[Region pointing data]
---+---

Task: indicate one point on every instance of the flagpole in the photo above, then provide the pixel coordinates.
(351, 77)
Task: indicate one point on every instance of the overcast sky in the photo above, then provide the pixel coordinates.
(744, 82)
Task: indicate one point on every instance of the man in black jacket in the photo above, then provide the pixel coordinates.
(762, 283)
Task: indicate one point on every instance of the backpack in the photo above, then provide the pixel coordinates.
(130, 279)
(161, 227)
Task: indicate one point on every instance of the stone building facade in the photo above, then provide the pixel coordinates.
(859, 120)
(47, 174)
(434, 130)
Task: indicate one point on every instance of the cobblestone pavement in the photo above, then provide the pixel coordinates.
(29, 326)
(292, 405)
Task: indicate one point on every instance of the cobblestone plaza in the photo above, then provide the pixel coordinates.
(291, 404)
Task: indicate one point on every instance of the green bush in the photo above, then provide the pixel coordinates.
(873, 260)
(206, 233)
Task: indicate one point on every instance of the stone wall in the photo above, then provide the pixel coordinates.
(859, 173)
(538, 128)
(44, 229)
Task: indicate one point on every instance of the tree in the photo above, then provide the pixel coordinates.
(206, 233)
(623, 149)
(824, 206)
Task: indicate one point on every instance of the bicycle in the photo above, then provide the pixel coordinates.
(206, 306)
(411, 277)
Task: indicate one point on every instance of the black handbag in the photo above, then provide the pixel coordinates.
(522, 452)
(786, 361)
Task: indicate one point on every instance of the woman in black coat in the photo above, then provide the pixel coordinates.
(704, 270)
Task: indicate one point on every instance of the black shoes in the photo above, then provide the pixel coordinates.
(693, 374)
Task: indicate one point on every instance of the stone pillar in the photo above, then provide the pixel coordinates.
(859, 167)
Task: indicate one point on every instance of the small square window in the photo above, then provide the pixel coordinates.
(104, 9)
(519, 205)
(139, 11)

---+---

§ **TASK OBJECTIVE**
Extract, exactly, the lines above that begin at the line containing "Task: indicate one point on every instance of the woman" and end at the final line of the records; add no other text.

§ **ANSWER FOR THE TASK**
Task: indicate one point on every instance of the woman in black coat in the photo above, then provide the pixel coordinates.
(704, 270)
Task: indicate one point on every instance of the black shoes in the photo above, then provide the pixel coordinates.
(693, 374)
Task: indicate one point on every instance of the stone pillar in the photo above, then provide the pixel coordinates.
(859, 167)
Task: indicate one point on every instance of the small square window in the photo above, then provide the pixel coordinates.
(104, 9)
(519, 205)
(139, 11)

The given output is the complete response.